*** Given information Section Begins ***

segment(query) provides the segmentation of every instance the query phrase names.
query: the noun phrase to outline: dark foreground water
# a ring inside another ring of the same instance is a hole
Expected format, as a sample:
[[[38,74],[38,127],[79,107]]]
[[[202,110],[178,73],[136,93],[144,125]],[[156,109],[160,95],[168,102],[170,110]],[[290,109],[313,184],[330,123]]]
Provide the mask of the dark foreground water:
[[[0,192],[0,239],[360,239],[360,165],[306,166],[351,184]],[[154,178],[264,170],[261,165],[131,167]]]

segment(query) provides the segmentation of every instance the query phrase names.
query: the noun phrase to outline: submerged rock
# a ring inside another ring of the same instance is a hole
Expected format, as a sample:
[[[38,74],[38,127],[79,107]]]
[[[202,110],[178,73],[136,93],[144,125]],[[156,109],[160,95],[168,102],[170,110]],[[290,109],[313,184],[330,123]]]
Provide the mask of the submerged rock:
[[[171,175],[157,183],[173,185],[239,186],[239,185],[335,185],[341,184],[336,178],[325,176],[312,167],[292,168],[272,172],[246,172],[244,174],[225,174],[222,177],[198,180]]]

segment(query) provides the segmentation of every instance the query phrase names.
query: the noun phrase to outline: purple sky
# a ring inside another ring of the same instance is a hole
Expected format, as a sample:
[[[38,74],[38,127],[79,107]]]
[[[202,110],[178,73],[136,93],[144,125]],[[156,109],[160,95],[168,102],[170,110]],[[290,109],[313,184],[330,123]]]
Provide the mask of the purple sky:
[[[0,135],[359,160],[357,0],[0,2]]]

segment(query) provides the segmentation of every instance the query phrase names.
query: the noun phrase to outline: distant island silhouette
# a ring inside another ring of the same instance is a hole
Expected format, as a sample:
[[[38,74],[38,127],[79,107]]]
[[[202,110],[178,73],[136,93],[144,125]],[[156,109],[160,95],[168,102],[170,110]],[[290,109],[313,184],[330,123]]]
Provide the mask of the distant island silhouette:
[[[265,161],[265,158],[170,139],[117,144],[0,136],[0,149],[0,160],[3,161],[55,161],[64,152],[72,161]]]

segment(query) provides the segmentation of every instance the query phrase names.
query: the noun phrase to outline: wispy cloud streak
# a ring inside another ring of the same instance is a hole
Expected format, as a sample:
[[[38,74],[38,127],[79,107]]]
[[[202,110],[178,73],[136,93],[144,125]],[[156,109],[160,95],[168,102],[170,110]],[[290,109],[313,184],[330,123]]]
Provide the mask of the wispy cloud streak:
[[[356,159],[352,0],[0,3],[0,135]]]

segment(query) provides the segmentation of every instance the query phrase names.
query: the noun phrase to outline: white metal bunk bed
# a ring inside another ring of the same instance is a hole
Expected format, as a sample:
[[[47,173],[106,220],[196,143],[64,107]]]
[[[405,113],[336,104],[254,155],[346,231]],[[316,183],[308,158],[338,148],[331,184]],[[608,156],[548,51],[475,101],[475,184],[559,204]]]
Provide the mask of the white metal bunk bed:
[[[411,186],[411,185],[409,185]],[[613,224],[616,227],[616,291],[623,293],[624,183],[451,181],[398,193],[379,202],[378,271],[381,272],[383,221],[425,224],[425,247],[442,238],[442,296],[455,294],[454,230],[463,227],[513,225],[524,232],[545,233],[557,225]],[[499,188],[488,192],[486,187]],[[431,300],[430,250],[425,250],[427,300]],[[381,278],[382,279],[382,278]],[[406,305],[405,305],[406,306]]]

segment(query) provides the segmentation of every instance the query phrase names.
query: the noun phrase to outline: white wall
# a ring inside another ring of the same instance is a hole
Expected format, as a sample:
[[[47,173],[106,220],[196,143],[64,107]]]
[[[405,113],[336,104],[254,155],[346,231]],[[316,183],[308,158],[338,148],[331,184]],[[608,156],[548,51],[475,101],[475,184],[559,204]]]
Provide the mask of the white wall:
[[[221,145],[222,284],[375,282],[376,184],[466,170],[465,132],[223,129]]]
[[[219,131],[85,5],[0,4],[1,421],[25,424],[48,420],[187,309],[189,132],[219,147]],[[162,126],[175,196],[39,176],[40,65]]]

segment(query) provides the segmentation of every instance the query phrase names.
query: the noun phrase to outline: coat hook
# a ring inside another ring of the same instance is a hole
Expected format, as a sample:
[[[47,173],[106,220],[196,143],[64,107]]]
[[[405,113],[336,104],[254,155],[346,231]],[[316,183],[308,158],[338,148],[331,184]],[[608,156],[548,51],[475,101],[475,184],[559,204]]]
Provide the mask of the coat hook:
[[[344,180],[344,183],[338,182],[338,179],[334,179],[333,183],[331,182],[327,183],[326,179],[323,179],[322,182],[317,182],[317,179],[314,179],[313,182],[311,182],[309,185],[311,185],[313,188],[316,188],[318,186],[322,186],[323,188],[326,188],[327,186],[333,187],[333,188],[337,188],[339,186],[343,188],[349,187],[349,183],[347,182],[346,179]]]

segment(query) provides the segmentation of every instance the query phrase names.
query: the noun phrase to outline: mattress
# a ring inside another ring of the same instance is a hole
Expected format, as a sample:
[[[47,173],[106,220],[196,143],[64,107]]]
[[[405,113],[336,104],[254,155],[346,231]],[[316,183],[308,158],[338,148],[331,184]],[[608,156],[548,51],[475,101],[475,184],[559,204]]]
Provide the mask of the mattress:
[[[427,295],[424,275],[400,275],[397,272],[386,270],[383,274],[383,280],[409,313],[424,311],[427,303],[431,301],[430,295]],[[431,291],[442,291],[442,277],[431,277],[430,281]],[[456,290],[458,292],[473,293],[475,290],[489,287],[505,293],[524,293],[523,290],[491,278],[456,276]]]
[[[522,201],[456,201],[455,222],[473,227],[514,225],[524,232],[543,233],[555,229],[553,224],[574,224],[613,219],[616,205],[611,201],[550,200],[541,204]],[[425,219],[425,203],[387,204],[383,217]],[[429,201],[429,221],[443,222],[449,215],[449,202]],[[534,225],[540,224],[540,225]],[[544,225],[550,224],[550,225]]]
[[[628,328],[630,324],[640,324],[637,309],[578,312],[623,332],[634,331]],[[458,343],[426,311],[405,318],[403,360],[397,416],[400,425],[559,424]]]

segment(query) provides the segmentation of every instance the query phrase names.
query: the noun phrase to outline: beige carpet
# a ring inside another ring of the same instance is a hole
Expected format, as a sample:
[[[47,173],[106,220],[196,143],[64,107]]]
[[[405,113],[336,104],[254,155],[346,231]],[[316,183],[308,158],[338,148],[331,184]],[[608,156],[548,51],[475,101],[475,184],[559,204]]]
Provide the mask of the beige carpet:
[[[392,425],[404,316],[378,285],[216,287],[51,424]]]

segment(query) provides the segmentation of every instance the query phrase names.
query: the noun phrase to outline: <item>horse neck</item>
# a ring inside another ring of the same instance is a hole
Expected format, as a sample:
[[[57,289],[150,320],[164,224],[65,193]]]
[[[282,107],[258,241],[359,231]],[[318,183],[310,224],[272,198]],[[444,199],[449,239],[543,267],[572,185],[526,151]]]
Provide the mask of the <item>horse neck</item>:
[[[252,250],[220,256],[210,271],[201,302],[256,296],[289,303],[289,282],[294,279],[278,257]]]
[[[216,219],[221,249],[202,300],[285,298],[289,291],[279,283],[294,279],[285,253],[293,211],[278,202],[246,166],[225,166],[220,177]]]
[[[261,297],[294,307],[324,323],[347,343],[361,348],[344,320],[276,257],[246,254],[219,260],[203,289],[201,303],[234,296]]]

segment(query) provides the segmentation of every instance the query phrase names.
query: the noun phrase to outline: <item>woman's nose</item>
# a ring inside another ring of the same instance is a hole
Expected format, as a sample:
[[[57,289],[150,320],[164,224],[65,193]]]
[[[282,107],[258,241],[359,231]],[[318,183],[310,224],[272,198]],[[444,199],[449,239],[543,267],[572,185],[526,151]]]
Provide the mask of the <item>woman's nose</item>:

*** Given information Section Ends ***

● **What you need to do**
Copy out every line of the records that the string "nose" appears in.

● **Written response**
query: the noun phrase to outline: <item>woman's nose</item>
Provide the mask of the <item>woman's nose</item>:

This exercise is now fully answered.